Challenge
Could you repeat the entries below with "pixels" changed to "normalized" and everything else left the same?
# Start of Source material
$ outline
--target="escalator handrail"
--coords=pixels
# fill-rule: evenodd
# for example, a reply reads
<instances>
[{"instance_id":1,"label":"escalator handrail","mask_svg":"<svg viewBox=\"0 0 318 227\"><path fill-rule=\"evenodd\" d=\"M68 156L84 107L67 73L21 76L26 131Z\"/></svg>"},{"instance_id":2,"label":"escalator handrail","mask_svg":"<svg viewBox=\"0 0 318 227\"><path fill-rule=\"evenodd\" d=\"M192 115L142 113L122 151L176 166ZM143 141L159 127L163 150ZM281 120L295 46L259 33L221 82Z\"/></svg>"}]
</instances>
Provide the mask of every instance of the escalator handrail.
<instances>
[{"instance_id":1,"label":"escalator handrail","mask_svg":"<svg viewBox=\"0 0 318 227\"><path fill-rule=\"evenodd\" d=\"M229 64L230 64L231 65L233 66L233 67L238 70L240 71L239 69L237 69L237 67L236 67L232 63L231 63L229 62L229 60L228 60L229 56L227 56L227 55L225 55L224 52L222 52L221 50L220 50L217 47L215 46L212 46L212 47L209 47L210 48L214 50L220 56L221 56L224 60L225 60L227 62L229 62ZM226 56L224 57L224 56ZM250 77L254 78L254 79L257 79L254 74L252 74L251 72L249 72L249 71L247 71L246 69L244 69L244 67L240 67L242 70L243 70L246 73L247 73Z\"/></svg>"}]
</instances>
# End of Source material
Written response
$ outline
--target="escalator handrail"
--coords=normalized
# fill-rule: evenodd
# for example, a reply reads
<instances>
[{"instance_id":1,"label":"escalator handrail","mask_svg":"<svg viewBox=\"0 0 318 227\"><path fill-rule=\"evenodd\" d=\"M68 156L84 107L67 73L21 76L26 131Z\"/></svg>"},{"instance_id":2,"label":"escalator handrail","mask_svg":"<svg viewBox=\"0 0 318 227\"><path fill-rule=\"evenodd\" d=\"M192 115L142 113L122 151L176 166ZM143 141L159 127L163 150ZM281 120L295 46L259 33L221 82Z\"/></svg>"}]
</instances>
Provide the mask of every instance of the escalator handrail.
<instances>
[{"instance_id":1,"label":"escalator handrail","mask_svg":"<svg viewBox=\"0 0 318 227\"><path fill-rule=\"evenodd\" d=\"M229 64L230 64L231 65L233 66L233 67L238 70L240 71L239 69L237 69L237 67L236 67L232 63L231 63L229 62L229 60L228 60L229 56L227 56L227 55L225 55L224 52L222 52L221 50L220 50L217 47L215 46L212 46L212 47L209 47L210 48L214 50L220 56L221 56L224 60L225 60L227 62L229 62ZM226 56L224 57L224 56ZM250 77L254 78L254 79L257 79L254 74L252 74L251 72L249 72L249 71L247 71L246 69L244 69L244 67L240 67L242 70L243 70L246 73L247 73Z\"/></svg>"}]
</instances>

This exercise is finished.